In der Kleinmarkthalle sind wieder die ersten Touristen aus Übersee zu sichten, wo sie sich – weil es wohl in Touristenführern so empfohlen ist – am Thekenfenster bei Frau Schreiber heiße Fleischwurst und saure Gurke bestellen. Selbst in Sachsenhausen sitzt man in den Schenken wieder spürbar dichter – und wird daher auch wieder häufiger Zeuge der Nachbargespräche. Vor diesem Hintergrund scheint es angebracht, noch einmal auf fünf zentrale Punkte aufmerksam zu machen, die beim Besuch im Apfelweinlokal hilfreich sind.

Erstens: Bembel, zumal gefüllt, haben durchaus Gewicht. Sitzend über den Tisch zu greifen und die Rautengläser aus einem Zwölfer-Bembel, den man im schlechtesten Falle noch am Griff packt, füllen zu wollen, geht regelmäßig schief. Idealerweise steht man dazu auf und stabilisiert den Bembel bäuchlings. Die Tischnachbarn, die dann nicht nass werden, danken es.

Zweitens: Wer glaubt, den Kellner aufmerksam machen zu müssen, er habe vergessen, beim Handkäs die Gabel zu servieren, blamiert sich ähnlich wie der, der in Italien einen Löffel zur Pasta bestellt.

Drittens: Nichts verstimmt Kellner und andere Gäste so sehr wie die dezidierte Nachfrage nach allen möglichen Einzelgerichten. Hand aufs Herz, beim Italiener würde man ja auch keine längliche Befragung starten, was genau sich hinter Lasagne, Scaloppina oder Vitello Tonnato verbirgt. Deshalb – und um die ärgsten Nachfragen zu vermeiden: Solber ist gepökeltes, in Salzlake eingelegtes Fleisch und Schäufelchen ist geschmorte Schweineschulter.
────────────────────────────────────────
Entnimm dem Text über den Besuch im Apfelweinlokal wortgetreu die Passage von „Erstens: Bembel, zumal“ bis einschließlich „werden, danken es.“.

## VORLIEGENDE DATEN
────────────────────────────────────────
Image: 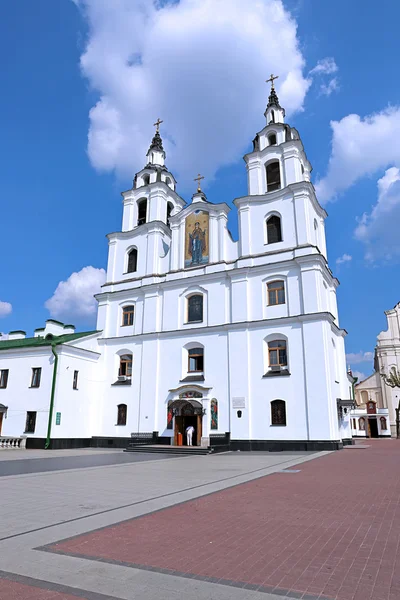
────────────────────────────────────────
## AUSGABE
Erstens: Bembel, zumal gefüllt, haben durchaus Gewicht. Sitzend über den Tisch zu greifen und die Rautengläser aus einem Zwölfer-Bembel, den man im schlechtesten Falle noch am Griff packt, füllen zu wollen, geht regelmäßig schief. Idealerweise steht man dazu auf und stabilisiert den Bembel bäuchlings. Die Tischnachbarn, die dann nicht nass werden, danken es.